** Start of Data for the task **

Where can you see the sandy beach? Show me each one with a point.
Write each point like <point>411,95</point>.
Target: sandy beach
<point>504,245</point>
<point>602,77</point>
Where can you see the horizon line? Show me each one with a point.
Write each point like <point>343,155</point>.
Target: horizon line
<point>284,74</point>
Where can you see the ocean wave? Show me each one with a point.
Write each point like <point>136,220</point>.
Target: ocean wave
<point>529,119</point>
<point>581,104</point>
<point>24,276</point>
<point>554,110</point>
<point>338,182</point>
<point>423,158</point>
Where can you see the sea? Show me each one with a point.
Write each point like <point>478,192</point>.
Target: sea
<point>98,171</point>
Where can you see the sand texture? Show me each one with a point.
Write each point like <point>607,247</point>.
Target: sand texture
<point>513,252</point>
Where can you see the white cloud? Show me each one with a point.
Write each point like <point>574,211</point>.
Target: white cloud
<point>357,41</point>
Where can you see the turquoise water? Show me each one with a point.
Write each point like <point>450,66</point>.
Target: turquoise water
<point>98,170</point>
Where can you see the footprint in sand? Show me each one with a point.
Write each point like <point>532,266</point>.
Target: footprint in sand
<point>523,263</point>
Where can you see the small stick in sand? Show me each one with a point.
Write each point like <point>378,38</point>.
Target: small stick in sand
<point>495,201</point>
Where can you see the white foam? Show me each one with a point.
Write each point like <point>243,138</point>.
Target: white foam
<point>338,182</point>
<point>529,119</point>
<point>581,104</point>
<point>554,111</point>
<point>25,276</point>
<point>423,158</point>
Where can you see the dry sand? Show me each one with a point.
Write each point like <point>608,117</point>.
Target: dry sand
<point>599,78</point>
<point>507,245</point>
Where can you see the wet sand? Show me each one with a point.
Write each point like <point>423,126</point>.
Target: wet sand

** End of Data for the task **

▶ _Set task_
Put every line of the data above into a JSON list of strings, with one string per line and blank lines left out.

▶ _Expected output_
[
  "Where can you see the sandy beach? Show me each one with a point.",
  "Write each point like <point>411,95</point>.",
  "Target: sandy beach",
  "<point>504,245</point>",
  "<point>602,77</point>",
  "Where can you see the horizon line? Show me each one with a point.",
  "Write each point like <point>343,155</point>.",
  "Target: horizon line",
  "<point>284,74</point>",
  "Where can you see the ocean wave? Show me each one with a point.",
  "Write each point like <point>136,220</point>.",
  "Target: ocean wave",
  "<point>529,119</point>",
  "<point>581,104</point>",
  "<point>24,276</point>",
  "<point>554,110</point>",
  "<point>338,182</point>",
  "<point>423,158</point>",
  "Where can you see the sea? Show me each one with a point.",
  "Write each point like <point>478,192</point>.",
  "Target: sea",
  "<point>98,171</point>",
  "Where can you see the sand texture? Show me each one with a point.",
  "Write each point like <point>607,247</point>.",
  "Target: sand texture",
  "<point>513,252</point>",
  "Where can you see the white cloud? Show me each one with a point.",
  "Write each point like <point>574,211</point>.",
  "Target: white cloud",
  "<point>357,41</point>",
  "Where can you see the turquoise water? Show me each one with a point.",
  "Write each point like <point>450,66</point>.",
  "Target: turquoise water",
  "<point>98,170</point>",
  "Where can you see the footprint in sand? Show me each one with a point.",
  "Write each point like <point>532,266</point>.",
  "Target: footprint in sand",
  "<point>523,263</point>",
  "Where can you see the small stick in sand? Show me each one with a point.",
  "Write each point like <point>378,38</point>.",
  "Target: small stick in sand",
  "<point>495,201</point>",
  "Where can you see the white foam? Show me each one with a point.",
  "Write each point like <point>243,138</point>.",
  "Target: white foam",
  "<point>338,182</point>",
  "<point>529,119</point>",
  "<point>581,104</point>",
  "<point>554,111</point>",
  "<point>25,276</point>",
  "<point>423,158</point>",
  "Where can you see the dry sand? Show me each one with a point.",
  "Write each point like <point>608,117</point>.",
  "Target: dry sand",
  "<point>599,78</point>",
  "<point>507,245</point>",
  "Where can you see the wet sand? Show me each one with a point.",
  "Write each point like <point>423,126</point>.",
  "Target: wet sand"
]